Blok Teks
+---+
FIQH "ATURAN JUAL BELI"

Allah SWT. telah menjadikan manusia masing-masing berhajat/berkepentingan kepada yang lain, supaya mereka bertolong-menolong, tukar-menukar keperluan dalam segala urusan kepentingan hidup masingimasing, baik dengan jalan jual-beli sewa menyewa bercocok tanam dengan menjalankan perusahaan dan lain-lain, baik dalam urusan sendiri maupun untuk kemaslahatan umum. Dengan cara demikian kehidupan masyarakat jadi teratur dan tertib, serta pertalian yang satu dengan yang lain menjadi teguh. Akan tetapi oleh karena sifat loba dan tamak tetap ada pada manusia , suka mementingkan diri sendiri,agar supaya hak masing-masing jangan sampai tersia-sia dan juga menjaga kemaslahatan umum, agar pertukaran dapat berjalan dengan lancar dan teratur, maka agama memberi peraturan yang sebaik-baiknya, karena dengan teraturnya mu'amalah penghidupan manusia jadi terjamin dengan sebaik-baiknya, sehingga perbantahan dan dendam tidak akan terjadi.
+---+
Bahan yang Disediakan
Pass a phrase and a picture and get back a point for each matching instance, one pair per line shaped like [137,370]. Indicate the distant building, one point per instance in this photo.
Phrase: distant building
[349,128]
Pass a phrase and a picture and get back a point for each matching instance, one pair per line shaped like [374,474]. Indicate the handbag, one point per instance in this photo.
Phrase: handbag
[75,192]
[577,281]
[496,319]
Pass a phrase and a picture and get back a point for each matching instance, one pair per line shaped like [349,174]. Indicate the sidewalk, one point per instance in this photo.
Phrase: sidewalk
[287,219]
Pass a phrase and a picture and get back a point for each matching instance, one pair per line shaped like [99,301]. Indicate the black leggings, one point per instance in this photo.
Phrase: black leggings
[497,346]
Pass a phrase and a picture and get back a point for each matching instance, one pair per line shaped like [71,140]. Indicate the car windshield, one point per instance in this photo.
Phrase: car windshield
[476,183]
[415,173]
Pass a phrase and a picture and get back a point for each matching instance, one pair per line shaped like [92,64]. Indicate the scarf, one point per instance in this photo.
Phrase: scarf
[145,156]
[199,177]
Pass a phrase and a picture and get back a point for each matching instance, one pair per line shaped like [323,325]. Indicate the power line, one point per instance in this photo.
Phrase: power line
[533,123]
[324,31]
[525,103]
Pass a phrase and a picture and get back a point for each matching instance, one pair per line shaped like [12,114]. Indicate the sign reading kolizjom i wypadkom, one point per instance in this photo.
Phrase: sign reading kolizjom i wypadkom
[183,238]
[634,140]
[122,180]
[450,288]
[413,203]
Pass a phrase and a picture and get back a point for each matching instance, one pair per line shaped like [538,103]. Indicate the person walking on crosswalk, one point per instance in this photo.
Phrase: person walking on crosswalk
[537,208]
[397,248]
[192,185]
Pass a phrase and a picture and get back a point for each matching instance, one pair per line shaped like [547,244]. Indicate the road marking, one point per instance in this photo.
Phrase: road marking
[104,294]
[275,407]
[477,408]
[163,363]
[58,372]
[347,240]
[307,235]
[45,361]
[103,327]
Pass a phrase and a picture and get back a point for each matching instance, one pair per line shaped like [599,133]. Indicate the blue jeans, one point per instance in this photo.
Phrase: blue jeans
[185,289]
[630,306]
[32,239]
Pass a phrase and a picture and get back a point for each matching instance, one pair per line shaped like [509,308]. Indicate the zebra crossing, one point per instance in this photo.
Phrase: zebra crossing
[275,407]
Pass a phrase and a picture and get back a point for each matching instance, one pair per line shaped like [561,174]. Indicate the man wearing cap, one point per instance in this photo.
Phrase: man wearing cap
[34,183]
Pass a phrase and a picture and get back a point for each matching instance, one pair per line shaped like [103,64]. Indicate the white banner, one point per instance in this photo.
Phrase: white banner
+---+
Ketentuan Tugas 1
Menurut teks tentang fikih jual beli, apa tujuan Allah SWT. menjadikan manusia masing-masing berhajat kepada yang lain?
Ketentuan Tugas 2
Lanjutkan teks tentang fikih jual beli mulai dari sesudah kalimat terakhirnya.
Baris-baris di atas tidak memiliki kaitan dengan teks tentang fikih jual beli.

Jawaban Latihan 1
Supaya mereka bertolong-menolong dan tukar-menukar keperluan dalam segala urusan kepentingan hidup masing-masing.

Jawaban Latihan 2
Nasehat Lukmanul-Hakim kepada anaknya, "Hai anakku" berusahalah untuk menghilangkan kemiskinan dengan yang halal. Sesungguhnya orang yang berusaha dengan jalan yang halal itu, tidaklah dia akan mendapat kemiskinan, kecuali apabila ia telah dihinggapi oleh tiga  (3) macam penyakit, ; 1. tipis kepercayaan agamanya, 2. lemah akalnya dan 3. hilang kesopanannya.   

Jadi yang dimaksud dengan mu'amalah  tukar menukar barang atau sesuatu yang memberi manfaat dengan cara yang ditentukan ; mislnya jual-beli, sewa-menyewa upah-mengupah, pinjam-meminjam, urusan bercocok tanam, berserikat dan lain-lain usaha.

ATURAN JUAL-BELI 
Jual-beli yaitu menukar sesuatu barang dengan barang , yang lain dengan cara yang tertentu ('aqad).

Firman Allah Swt. :      وَأَحَلَّ اللَّـهُ الْبَيْعَ وَحَرَّمَ الرِّبَوٰا۟
"Dan Allah telah menghalalkan jual-beli dan mengharamkan riba"  (Qs. Al Baqarah :275)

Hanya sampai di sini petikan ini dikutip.